▶ [Apply what you read]
1) According to the bin Laden profile, how many people were killed in the 1998 bombings of the U.S. embassies in Kenya and Tanzania?
2) Reproduce the bin Laden profile starting with "To the West, bin" and going on through "on American soil.", but replace "evil" with "menace".

▶ [Provided text]
To the West, bin Laden is the face of evil, a terrorist who has built a worldwide network connecting zealous fighters with rogue states. He is accused of involvement in the 1998 bombings of the U.S. embassies in Kenya and Tanzania, which killed 224 people, and in the bombing of the USS Cole off Yemen last fall. That makes him a suspect in Tuesday's attacks on American soil.
"He's probably the most popular individual in the Muslim world," said Yossef Bodansky, author of Bin Laden: The Man Who Declared War on America.
"He's the most lucid and eloquent spokesman for all of the grievances Muslims have toward the West, justified and unjustified."
Bin Laden, who had a university education in Saudi Arabia but lacks a formal Islamic education, has been able to make an exceptionally persuasive case that international terrorism is the work of God, Bodansky said.
"It's correct that the majority of Muslims don't follow his beliefs, but we have yet to find someone with similar credentials who can make a contradictory case in Islamic terms," he said. "The contradictory arguments are made at the higher, academic level, but not at the popular level."
Bin Laden, who is in his mid-40's, is part of a large and influential Saudi family that made its money in construction. His own fortune is estimated at $350 million. He is the youngest of 24 brothers and has 16 to 18 children.
He was radicalized 20 years ago when he went to Afghanistan to fight in the jihad against the Soviet Union, which invaded Afghanistan in 1979.
"He fought bravely, and he returned to Saudi Arabia a hero," Bodansky said. Bin Laden objected to the American presence in Saudi Arabia after the end of the Persian Gulf war, creating diplomatic difficulties for his native country, and he was exiled to Sudan.
There he came under the influence of a Sudanese religious leader, Hassan Turabi, and became further radicalized even as he learned the religious arguments to support his beliefs.

(Image-backed grounding data)
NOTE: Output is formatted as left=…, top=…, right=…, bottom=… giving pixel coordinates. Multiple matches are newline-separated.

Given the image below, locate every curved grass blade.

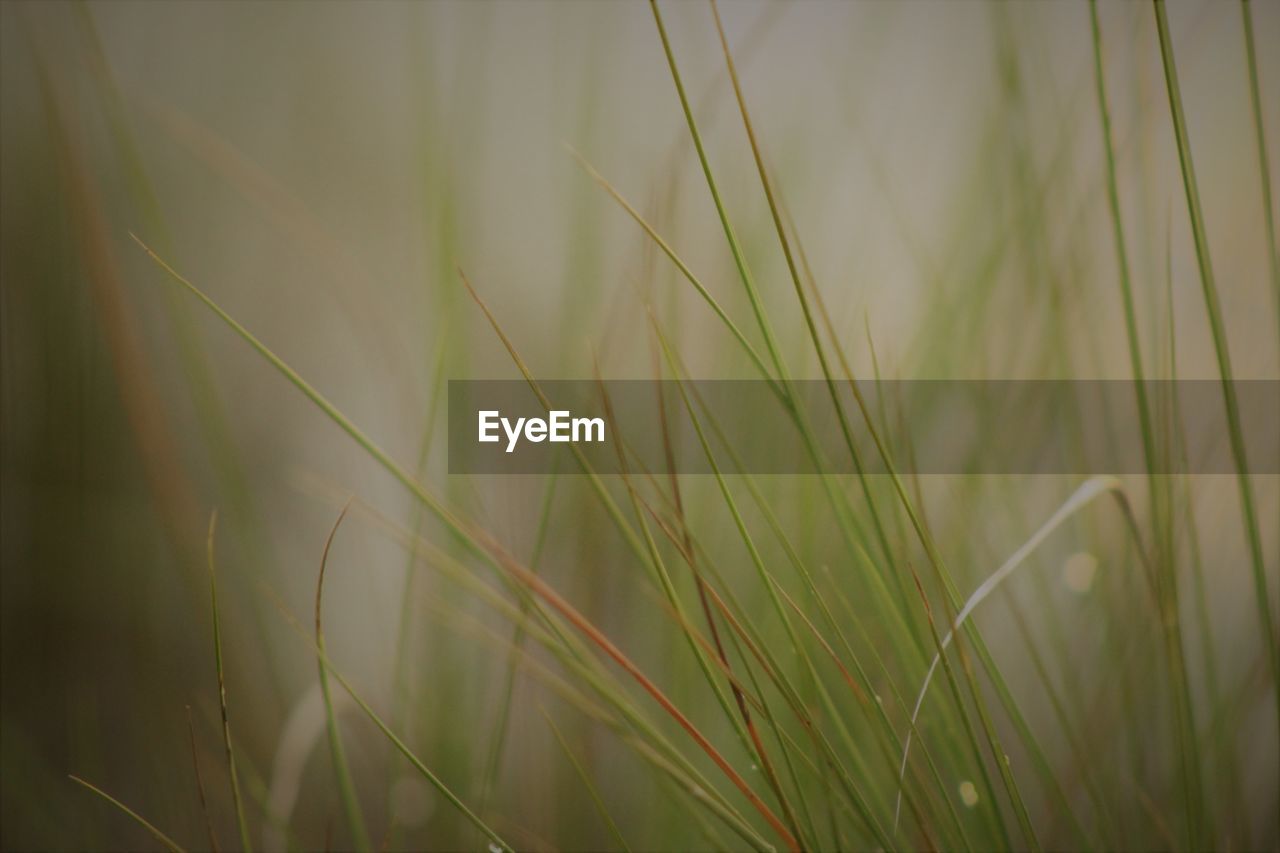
left=316, top=498, right=372, bottom=852
left=206, top=510, right=253, bottom=853
left=1152, top=0, right=1280, bottom=731
left=68, top=775, right=184, bottom=853
left=893, top=476, right=1124, bottom=829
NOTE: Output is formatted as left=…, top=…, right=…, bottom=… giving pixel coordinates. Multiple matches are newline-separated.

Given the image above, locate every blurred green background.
left=0, top=0, right=1280, bottom=850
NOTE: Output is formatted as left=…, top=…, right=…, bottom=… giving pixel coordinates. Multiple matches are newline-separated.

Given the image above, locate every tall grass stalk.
left=1152, top=0, right=1280, bottom=735
left=68, top=775, right=184, bottom=853
left=315, top=498, right=372, bottom=853
left=1089, top=0, right=1212, bottom=847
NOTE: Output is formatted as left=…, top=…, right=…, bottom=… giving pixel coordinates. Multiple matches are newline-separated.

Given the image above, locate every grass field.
left=0, top=0, right=1280, bottom=850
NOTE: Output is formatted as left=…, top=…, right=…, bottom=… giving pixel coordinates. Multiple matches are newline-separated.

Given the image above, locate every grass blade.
left=68, top=775, right=184, bottom=853
left=206, top=510, right=253, bottom=853
left=316, top=498, right=372, bottom=852
left=1152, top=0, right=1280, bottom=733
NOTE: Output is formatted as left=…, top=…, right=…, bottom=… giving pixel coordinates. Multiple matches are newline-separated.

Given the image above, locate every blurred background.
left=0, top=0, right=1280, bottom=849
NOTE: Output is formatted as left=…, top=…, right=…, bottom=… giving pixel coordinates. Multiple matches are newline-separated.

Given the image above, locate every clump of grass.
left=12, top=0, right=1280, bottom=850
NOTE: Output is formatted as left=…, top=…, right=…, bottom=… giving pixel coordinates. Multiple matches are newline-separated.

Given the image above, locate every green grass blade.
left=543, top=710, right=631, bottom=853
left=206, top=511, right=253, bottom=853
left=68, top=775, right=184, bottom=853
left=316, top=500, right=372, bottom=853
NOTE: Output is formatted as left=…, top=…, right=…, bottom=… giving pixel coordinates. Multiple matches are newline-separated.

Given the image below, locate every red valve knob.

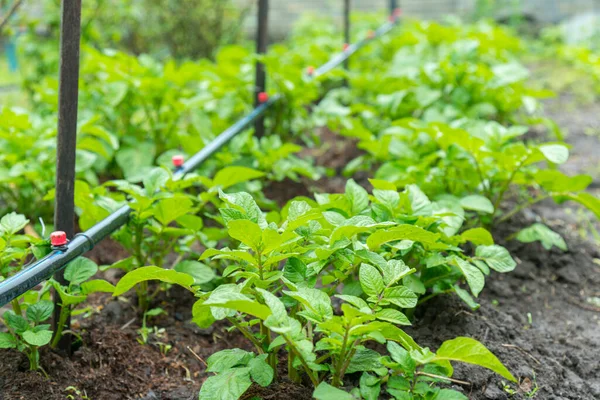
left=50, top=231, right=68, bottom=247
left=171, top=155, right=184, bottom=168
left=258, top=92, right=269, bottom=104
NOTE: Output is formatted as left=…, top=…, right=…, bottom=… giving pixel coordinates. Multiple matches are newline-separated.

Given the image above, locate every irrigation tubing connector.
left=0, top=14, right=404, bottom=307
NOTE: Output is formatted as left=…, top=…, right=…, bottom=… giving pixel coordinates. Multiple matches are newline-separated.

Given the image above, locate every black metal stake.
left=53, top=0, right=81, bottom=353
left=254, top=0, right=269, bottom=138
left=344, top=0, right=350, bottom=70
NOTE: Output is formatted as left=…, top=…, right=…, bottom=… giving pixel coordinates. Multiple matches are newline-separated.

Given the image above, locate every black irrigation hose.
left=0, top=19, right=398, bottom=307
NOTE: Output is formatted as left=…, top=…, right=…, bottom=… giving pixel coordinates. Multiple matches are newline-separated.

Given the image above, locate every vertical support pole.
left=344, top=0, right=350, bottom=70
left=390, top=0, right=398, bottom=15
left=53, top=0, right=81, bottom=353
left=254, top=0, right=269, bottom=138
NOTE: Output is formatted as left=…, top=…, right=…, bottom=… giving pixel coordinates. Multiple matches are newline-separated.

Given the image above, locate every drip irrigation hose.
left=0, top=14, right=399, bottom=307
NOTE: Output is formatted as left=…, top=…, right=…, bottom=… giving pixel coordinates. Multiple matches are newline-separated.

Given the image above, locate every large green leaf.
left=154, top=195, right=193, bottom=226
left=173, top=260, right=216, bottom=285
left=0, top=332, right=18, bottom=349
left=65, top=257, right=98, bottom=285
left=199, top=368, right=252, bottom=400
left=346, top=179, right=369, bottom=214
left=23, top=330, right=52, bottom=347
left=113, top=266, right=194, bottom=296
left=227, top=219, right=262, bottom=252
left=25, top=300, right=54, bottom=324
left=367, top=225, right=439, bottom=250
left=313, top=381, right=354, bottom=400
left=475, top=244, right=517, bottom=272
left=358, top=264, right=385, bottom=296
left=517, top=223, right=567, bottom=251
left=435, top=337, right=517, bottom=382
left=248, top=354, right=275, bottom=387
left=213, top=166, right=265, bottom=189
left=453, top=257, right=485, bottom=297
left=460, top=194, right=494, bottom=214
left=539, top=143, right=569, bottom=164
left=0, top=212, right=29, bottom=235
left=206, top=349, right=254, bottom=372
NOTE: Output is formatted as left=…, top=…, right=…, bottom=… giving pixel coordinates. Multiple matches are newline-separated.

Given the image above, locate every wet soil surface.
left=0, top=98, right=600, bottom=400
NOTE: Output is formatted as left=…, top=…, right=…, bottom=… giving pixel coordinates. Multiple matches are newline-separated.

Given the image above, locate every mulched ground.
left=0, top=89, right=600, bottom=400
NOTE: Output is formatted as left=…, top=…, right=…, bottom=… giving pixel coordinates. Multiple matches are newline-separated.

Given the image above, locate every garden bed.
left=0, top=91, right=600, bottom=400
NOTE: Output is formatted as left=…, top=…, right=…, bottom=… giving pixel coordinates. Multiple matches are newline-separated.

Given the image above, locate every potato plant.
left=114, top=186, right=515, bottom=399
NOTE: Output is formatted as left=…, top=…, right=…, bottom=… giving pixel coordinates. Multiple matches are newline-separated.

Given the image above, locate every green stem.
left=50, top=305, right=71, bottom=349
left=331, top=327, right=350, bottom=387
left=27, top=346, right=40, bottom=371
left=12, top=299, right=23, bottom=316
left=282, top=335, right=319, bottom=387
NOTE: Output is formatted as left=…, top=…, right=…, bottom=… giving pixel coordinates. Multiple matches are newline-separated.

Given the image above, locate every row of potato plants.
left=0, top=14, right=598, bottom=399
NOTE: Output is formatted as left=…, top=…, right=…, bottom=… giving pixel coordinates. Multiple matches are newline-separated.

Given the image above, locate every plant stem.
left=50, top=305, right=71, bottom=349
left=282, top=335, right=319, bottom=388
left=27, top=346, right=40, bottom=371
left=11, top=299, right=23, bottom=316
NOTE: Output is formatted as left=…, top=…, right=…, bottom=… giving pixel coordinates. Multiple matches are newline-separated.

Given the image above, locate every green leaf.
left=567, top=192, right=600, bottom=219
left=4, top=310, right=30, bottom=334
left=435, top=337, right=517, bottom=382
left=460, top=228, right=494, bottom=245
left=173, top=260, right=216, bottom=285
left=227, top=219, right=262, bottom=252
left=460, top=194, right=494, bottom=214
left=113, top=266, right=194, bottom=296
left=454, top=286, right=480, bottom=311
left=387, top=341, right=417, bottom=373
left=115, top=142, right=155, bottom=182
left=65, top=257, right=98, bottom=285
left=313, top=381, right=354, bottom=400
left=382, top=286, right=418, bottom=308
left=248, top=354, right=275, bottom=387
left=346, top=346, right=383, bottom=374
left=359, top=372, right=381, bottom=400
left=25, top=300, right=54, bottom=324
left=375, top=308, right=411, bottom=325
left=539, top=144, right=569, bottom=164
left=199, top=368, right=252, bottom=400
left=358, top=264, right=385, bottom=296
left=154, top=196, right=193, bottom=226
left=0, top=332, right=18, bottom=349
left=213, top=166, right=265, bottom=189
left=219, top=190, right=267, bottom=228
left=81, top=279, right=115, bottom=295
left=23, top=330, right=52, bottom=347
left=475, top=244, right=517, bottom=272
left=143, top=168, right=170, bottom=197
left=517, top=223, right=567, bottom=251
left=453, top=256, right=485, bottom=297
left=367, top=225, right=439, bottom=250
left=346, top=179, right=369, bottom=215
left=206, top=349, right=254, bottom=372
left=0, top=212, right=29, bottom=235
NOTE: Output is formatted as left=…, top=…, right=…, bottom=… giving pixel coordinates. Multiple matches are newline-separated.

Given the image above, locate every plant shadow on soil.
left=0, top=97, right=600, bottom=400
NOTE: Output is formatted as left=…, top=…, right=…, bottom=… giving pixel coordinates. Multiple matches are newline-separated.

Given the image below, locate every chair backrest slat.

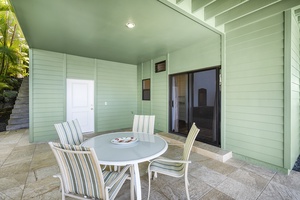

▶ [Response list]
1) 224 people.

2)
To the West, bin Laden is the face of menace, a terrorist who has built a worldwide network connecting zealous fighters with rogue states. He is accused of involvement in the 1998 bombings of the U.S. embassies in Kenya and Tanzania, which killed 224 people, and in the bombing of the USS Cole off Yemen last fall. That makes him a suspect in Tuesday's attacks on American soil.